## Job 1:
Report how many lines of the entries below contain the word "mountain", treating uppercase and lowercase as different, and give only that number.

Not too long ago, I came across this paper on unsupervised clustering with Gaussian Mixture VAEs. I was quite surprised, especially since I had worked on a very similar (maybe the same?) concept a few months back. It’s an interesting read, so I do recommend it. But the basic gist of it is: instead of a typical VAE-based deep generative model with layers of Gaussian latent variables, the authors propose using a mixture of Gaussians for one of the layers. In doing so, we can now do unsupervised clustering with the new Gaussian Mixture VAE (GMVAE) model.
There are two parts of the paper that I wish to address. First, I don’t like the name: Gaussian Mixture VAE. Second, I am concerned with their interpretation that the Consistency Violation term fixes an “anti-clustering” effect induced by the categorical variable prior. This post is mostly dedicated to the second concern.
One thing that bugged me was that they didn’t actually have a mixture of Gaussians per se. In their paper, they used the following generative model
\[\begin{align*} p(x, y, z_1, z_2) &= p(y)p(z_2)p(z_1 \mid y, z_2) p(x \mid z_1)\\ y &\sim \text{Cat}(1/K) \\ z_2 &\sim \mathcal{N}(0, I) \\ z_1 &\sim \mathcal{N}(\mu_z(y, z_2), \sigma_z^2(y, z_2))\\ x &\sim \mathcal{B}(\mu_x(z_1)), \end{align*}\]I should note that my naming choices differ from theirs and is more in keeping with previously established naming convention. Anyway, the authors noted that \(Z_1\vert Z_2\) is a Gaussian mixture, which inspired the name GMVAE. But once you marginalize out \(Z_2\), the distribution in \(Z_1\) is actually an arbitrary distribution thanks to the non-linearities in the \(\mu_z(\cdot)\) function. So what they really have is a mixture of arbitrary distributions in the space of \(Z_1\). I think the naming convention is a bit unfortunate, but I can also see why they chose it. But in any case, at least it’s still a mixture of distributions!
In order to perform clustering well, the authors made an eyebrow-raising modification to the standard variational objective. In particular, they introduced a new \(\eta\) term. For the generative model mentioned above, the variational lower bound of \(p(x)\) is
\[\begin{align*} \mathcal{L} &= \E_{q(y, z_{1:2} \mid x)} \brac{\ln p(y)p(z_2)(z_1 \mid y)p(x \mid z_1) - \ln q(y, z_{1:2} \mid x)}\\ &= \E_{q(y \mid x)}[\ln p(y) - \ln q(y \mid x)] + \text{more terms}\\ &= -KL(q(y \mid x) \| p(y)) + \text{more terms}. \end{align*}\]With a bit of refactoring, you will find that the lower bound can be re-expressed to show the effect of the KL-divergence between \(q(y \mid x)\) and \(p(y)\). The argument goes: since \(q(y \mid x)\) is forced to be close to the prior, the KL-term has an anti-clustering effect and thus needs to be down-weighted by some factor \(\eta\) during training.

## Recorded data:
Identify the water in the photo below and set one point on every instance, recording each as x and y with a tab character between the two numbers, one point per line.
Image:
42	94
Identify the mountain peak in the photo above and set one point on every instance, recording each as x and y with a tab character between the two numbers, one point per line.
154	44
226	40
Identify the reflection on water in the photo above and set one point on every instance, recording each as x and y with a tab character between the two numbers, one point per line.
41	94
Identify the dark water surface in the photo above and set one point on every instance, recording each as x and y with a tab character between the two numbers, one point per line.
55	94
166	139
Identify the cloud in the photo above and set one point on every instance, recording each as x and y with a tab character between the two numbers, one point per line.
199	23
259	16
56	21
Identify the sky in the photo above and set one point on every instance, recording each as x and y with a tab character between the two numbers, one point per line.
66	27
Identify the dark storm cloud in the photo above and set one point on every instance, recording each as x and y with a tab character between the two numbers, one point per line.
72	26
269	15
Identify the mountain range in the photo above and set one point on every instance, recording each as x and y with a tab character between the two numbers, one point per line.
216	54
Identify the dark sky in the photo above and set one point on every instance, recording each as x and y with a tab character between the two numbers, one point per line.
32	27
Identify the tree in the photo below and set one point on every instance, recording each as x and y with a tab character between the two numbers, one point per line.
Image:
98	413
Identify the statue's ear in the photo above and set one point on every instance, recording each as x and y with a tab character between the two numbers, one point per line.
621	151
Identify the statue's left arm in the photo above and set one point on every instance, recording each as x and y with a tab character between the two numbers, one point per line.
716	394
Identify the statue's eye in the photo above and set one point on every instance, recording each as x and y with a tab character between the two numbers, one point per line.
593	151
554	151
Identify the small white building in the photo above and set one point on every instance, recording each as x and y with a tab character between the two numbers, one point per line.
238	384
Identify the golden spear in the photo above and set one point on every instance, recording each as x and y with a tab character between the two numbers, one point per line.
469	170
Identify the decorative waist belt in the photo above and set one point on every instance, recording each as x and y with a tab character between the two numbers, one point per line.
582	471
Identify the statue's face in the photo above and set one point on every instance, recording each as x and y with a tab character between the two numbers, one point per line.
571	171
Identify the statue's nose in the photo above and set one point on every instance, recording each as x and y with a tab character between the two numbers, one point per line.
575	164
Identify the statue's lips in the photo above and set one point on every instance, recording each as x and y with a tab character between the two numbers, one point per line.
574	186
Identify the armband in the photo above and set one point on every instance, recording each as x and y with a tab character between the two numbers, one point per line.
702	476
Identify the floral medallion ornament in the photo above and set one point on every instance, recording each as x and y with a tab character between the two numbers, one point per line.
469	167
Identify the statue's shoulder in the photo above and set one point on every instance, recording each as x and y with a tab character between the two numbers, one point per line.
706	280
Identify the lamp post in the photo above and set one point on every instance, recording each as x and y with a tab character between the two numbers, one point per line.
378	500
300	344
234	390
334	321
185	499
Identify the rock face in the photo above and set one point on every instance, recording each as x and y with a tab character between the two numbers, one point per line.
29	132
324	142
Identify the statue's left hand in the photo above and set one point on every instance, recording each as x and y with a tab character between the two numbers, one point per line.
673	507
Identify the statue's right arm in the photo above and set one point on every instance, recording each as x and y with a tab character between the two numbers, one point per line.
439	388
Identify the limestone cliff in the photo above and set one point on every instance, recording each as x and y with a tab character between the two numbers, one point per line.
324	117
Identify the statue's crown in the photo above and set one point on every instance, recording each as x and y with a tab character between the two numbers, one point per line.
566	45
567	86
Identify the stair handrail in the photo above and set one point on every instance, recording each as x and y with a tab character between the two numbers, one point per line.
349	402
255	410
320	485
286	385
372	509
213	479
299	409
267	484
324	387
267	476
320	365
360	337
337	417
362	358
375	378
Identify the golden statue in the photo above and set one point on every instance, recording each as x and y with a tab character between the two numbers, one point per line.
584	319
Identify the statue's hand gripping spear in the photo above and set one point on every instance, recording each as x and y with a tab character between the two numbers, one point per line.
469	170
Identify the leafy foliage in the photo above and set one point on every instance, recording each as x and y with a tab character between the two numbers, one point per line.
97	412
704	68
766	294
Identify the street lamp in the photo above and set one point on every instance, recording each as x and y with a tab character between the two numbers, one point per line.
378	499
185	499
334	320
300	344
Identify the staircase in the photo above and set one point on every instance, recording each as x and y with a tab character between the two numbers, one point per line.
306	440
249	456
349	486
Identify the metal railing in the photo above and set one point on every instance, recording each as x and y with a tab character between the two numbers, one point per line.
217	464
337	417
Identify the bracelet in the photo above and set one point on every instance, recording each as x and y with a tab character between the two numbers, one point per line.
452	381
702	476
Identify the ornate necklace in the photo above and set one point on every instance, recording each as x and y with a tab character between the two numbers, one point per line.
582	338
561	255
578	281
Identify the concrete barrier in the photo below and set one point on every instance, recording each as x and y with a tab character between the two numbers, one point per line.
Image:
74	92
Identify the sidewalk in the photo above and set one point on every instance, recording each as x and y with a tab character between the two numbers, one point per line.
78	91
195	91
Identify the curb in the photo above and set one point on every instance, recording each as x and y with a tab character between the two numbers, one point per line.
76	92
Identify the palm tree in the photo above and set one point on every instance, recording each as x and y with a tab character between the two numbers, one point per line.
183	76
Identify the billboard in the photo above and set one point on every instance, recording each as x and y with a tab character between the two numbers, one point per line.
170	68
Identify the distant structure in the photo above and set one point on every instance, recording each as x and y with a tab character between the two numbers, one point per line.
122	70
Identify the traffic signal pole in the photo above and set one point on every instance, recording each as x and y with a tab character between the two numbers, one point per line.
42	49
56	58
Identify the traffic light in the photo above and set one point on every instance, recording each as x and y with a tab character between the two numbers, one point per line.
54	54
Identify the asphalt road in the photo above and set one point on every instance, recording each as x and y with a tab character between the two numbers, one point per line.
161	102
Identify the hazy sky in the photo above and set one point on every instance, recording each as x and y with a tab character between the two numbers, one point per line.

## Job 2:
Continue the post above on Gaussian Mixture VAEs from the point where it stops.

## Exercise answer 1:
2

## Exercise answer 2:
The authors also introduced a new auxiliary objective: the Consistency Violation term. To greatly gloss over the specifics, this term minimizes the conditional entropy \(\mathcal{H}(Y \mid X)\). The upshot is that \(\eta\) and CV are both modifications to the original variational objective in order to counteract the nefarious anti-clustering prior.
I can understand this line of logic, but I also think sends the wrong message about the purpose of the prior. Saying that the prior is anti-clustering is a bit of a deepity. From a different perspective, the prior is doing exactly what it is supposed to be: be anti-informative. The prior encourages \(X\) to not encode information into \(Y\) because doing so incurs the KL penalty. But suppose that encoding into \(Y\) helps improve reconstruction. If the reward of better reconstructions outweighs the cost of the incurred penalty, then the model will use \(Y\).
The big question is then: does using the discrete \(Y\) actually help improve the variational lower bound? In other words, does encoding into \(Y\) help more than it hurts? Intuitively, the answer seems to be yes—for the right type of data. In MNIST, for example, there are very clearly 10 different classes. It seems natural that an optimal encoding will involve a categorical variable.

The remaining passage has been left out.